Written exercise:
In the lines below, find the one that contains "Outline puppy's muzzle above." and write it out exactly, along with every line that follows it.

Input for this task:

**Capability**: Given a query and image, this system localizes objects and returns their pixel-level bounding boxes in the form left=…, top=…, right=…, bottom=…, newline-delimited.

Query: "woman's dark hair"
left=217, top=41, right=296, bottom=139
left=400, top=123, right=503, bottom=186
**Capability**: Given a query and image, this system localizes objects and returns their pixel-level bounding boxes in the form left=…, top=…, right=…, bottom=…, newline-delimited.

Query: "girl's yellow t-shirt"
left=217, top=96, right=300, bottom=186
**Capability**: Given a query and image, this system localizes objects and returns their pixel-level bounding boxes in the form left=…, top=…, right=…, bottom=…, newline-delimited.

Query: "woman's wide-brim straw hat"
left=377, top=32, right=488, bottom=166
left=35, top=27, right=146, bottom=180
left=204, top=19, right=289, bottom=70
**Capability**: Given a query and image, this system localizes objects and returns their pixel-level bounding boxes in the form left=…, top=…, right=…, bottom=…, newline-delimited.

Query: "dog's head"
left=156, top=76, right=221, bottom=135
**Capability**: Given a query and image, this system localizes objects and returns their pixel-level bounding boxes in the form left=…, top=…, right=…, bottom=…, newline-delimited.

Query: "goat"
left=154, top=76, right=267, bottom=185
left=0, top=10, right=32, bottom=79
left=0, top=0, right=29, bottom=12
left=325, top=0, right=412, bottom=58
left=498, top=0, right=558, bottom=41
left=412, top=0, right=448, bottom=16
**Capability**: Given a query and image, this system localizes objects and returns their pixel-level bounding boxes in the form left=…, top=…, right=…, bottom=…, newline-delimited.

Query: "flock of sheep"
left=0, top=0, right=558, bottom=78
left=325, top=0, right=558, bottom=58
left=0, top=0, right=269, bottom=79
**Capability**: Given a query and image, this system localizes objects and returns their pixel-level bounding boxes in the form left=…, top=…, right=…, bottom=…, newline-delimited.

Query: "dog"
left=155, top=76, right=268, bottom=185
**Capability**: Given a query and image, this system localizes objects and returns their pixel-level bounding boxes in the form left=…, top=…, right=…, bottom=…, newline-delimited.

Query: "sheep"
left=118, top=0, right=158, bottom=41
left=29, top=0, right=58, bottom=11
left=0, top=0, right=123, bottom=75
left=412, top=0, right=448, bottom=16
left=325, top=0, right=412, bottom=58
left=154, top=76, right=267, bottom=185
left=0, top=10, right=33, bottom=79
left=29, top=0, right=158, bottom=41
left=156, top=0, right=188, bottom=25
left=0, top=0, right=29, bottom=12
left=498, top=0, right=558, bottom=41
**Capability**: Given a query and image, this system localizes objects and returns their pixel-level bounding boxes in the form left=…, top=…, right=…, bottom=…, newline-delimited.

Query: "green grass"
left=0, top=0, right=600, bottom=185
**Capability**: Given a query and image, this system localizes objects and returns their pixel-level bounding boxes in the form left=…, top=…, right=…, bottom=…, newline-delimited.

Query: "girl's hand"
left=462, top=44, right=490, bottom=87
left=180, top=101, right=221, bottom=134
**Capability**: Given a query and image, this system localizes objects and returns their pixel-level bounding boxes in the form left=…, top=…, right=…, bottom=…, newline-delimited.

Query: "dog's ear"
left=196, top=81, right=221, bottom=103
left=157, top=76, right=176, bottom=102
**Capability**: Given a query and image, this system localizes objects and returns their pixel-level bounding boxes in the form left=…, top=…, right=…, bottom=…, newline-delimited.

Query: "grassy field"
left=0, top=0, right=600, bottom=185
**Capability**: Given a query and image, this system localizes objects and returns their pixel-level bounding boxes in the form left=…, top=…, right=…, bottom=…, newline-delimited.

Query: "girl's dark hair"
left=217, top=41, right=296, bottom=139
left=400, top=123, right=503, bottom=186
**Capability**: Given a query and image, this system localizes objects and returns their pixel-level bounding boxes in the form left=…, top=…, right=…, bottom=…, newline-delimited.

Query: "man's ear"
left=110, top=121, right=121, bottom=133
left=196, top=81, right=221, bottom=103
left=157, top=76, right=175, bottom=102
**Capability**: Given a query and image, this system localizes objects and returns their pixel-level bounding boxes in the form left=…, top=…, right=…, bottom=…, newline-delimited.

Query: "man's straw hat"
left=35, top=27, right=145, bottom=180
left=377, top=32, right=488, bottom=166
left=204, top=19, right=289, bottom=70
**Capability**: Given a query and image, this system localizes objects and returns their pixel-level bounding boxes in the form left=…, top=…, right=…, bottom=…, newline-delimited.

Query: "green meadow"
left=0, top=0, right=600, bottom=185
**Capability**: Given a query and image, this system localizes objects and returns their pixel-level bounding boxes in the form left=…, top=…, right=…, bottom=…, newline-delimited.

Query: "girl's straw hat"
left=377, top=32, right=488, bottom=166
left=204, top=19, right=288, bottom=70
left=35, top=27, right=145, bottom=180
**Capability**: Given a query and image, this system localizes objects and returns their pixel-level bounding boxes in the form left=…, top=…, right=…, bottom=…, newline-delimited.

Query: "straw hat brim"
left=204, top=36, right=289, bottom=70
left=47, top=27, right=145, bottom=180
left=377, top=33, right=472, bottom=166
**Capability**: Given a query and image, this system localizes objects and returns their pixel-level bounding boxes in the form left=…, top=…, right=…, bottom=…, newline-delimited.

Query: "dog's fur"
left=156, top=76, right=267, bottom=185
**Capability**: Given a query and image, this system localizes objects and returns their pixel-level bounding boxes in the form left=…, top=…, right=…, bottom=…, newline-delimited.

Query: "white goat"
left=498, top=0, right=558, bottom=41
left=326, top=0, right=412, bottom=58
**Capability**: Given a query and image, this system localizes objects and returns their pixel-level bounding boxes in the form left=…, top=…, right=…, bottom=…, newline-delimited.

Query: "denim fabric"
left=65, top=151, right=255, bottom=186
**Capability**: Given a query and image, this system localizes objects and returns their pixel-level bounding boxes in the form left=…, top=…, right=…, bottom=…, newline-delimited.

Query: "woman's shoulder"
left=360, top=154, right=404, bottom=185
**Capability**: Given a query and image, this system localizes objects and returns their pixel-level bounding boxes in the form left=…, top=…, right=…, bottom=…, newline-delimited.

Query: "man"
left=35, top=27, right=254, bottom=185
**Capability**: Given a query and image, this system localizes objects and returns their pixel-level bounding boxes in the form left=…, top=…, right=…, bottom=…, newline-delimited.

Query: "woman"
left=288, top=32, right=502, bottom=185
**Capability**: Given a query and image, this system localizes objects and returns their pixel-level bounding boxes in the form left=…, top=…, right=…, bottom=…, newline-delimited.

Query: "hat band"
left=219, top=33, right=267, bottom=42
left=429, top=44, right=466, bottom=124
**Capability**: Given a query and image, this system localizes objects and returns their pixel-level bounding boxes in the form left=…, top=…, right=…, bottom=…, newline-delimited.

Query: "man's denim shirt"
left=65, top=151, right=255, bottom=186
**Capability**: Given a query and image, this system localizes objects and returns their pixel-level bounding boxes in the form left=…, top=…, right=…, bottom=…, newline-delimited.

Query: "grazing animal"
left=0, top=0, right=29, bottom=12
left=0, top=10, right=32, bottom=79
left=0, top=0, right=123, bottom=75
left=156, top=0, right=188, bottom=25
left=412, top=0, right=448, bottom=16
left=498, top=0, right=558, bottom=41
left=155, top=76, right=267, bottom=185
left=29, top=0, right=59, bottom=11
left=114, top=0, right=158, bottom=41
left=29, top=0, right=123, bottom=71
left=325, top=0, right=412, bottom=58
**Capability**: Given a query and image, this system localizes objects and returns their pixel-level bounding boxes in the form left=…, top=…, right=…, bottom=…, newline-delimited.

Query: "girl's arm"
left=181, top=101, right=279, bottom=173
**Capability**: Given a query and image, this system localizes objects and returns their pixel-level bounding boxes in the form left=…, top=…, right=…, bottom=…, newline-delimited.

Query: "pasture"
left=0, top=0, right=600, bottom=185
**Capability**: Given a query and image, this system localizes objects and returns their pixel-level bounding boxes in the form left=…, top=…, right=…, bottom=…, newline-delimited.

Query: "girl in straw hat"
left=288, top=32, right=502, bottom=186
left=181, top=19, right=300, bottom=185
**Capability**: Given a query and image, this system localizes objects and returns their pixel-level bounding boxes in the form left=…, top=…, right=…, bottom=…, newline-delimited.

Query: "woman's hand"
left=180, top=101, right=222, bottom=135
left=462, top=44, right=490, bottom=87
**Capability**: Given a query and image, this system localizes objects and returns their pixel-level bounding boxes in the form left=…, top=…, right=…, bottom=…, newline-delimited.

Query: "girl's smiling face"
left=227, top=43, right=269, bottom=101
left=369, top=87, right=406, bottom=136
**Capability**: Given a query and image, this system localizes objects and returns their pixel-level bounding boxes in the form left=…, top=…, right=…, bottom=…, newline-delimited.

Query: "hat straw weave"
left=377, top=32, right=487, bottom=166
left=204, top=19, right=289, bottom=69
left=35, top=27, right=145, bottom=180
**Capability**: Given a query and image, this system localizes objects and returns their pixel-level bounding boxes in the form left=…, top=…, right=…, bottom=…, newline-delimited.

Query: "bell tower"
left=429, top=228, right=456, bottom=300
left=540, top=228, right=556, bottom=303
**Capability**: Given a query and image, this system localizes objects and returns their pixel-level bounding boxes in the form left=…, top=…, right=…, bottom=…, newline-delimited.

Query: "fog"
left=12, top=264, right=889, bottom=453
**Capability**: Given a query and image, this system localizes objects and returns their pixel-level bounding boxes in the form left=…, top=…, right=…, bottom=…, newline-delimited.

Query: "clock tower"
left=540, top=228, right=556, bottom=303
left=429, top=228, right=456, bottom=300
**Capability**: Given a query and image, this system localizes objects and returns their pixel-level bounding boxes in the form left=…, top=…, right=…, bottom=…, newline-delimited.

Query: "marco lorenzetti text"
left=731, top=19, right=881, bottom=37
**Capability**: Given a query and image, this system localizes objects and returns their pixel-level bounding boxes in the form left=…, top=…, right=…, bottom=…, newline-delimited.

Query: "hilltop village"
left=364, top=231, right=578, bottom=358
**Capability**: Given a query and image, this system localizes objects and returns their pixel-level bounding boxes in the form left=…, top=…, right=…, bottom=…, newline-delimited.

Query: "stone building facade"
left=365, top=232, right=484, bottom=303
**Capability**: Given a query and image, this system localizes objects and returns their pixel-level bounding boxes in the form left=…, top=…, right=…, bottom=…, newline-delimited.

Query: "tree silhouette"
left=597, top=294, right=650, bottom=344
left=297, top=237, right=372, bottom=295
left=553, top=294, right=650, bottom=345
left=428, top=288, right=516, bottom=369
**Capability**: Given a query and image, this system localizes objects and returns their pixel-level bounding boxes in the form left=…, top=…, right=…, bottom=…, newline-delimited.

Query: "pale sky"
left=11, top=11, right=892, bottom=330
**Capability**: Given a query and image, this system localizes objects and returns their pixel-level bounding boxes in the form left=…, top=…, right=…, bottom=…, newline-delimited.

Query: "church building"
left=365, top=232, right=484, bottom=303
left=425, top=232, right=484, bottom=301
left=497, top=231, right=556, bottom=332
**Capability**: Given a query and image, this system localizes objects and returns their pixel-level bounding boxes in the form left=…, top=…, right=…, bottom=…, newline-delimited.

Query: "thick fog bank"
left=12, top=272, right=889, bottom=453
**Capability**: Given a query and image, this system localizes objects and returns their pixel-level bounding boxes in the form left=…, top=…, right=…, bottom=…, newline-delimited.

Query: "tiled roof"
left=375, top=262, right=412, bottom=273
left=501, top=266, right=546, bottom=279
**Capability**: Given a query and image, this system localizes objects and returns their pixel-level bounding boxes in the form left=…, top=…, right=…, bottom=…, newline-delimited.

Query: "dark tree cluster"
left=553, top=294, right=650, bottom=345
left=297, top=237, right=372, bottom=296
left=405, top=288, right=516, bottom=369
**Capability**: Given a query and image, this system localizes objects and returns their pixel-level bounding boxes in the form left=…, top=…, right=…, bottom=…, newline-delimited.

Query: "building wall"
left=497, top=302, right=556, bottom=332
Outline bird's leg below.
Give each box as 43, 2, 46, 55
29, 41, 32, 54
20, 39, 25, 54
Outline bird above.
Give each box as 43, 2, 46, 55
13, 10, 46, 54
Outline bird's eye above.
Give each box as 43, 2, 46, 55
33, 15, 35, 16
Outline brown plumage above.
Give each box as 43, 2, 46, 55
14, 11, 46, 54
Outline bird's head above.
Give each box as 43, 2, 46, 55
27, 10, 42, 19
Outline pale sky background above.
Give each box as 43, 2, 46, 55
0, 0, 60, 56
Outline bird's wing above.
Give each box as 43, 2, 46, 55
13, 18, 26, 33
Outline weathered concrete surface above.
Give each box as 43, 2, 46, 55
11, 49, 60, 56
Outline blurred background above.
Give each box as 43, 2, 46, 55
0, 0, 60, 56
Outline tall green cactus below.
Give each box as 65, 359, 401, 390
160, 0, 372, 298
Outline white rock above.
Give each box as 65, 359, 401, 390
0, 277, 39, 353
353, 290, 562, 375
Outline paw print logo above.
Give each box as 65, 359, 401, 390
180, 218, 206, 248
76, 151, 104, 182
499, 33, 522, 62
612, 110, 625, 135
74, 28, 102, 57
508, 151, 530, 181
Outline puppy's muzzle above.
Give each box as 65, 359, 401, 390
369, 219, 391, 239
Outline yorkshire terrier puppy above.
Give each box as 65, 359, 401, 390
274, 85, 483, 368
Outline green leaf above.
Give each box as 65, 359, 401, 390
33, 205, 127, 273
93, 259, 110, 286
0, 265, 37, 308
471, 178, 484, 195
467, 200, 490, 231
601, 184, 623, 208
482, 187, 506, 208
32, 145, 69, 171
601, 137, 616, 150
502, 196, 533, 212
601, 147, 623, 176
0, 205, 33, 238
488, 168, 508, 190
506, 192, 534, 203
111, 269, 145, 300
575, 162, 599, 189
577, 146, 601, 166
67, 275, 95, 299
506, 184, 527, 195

Full response:
Outline puppy's muzzle above.
Give each box as 65, 359, 401, 390
369, 219, 391, 239
Outline yorkshire terrier puppy above.
Give each box as 65, 359, 401, 390
274, 85, 483, 368
Outline green leaf above.
Give each box as 65, 359, 401, 390
33, 205, 127, 273
93, 259, 110, 286
0, 265, 37, 308
471, 178, 484, 195
467, 200, 490, 231
601, 184, 623, 208
482, 187, 506, 208
32, 145, 69, 171
601, 137, 616, 150
502, 196, 533, 212
601, 147, 623, 176
0, 205, 33, 238
488, 168, 508, 190
506, 192, 534, 203
111, 269, 145, 300
575, 162, 599, 189
577, 146, 601, 166
67, 275, 95, 299
506, 184, 527, 195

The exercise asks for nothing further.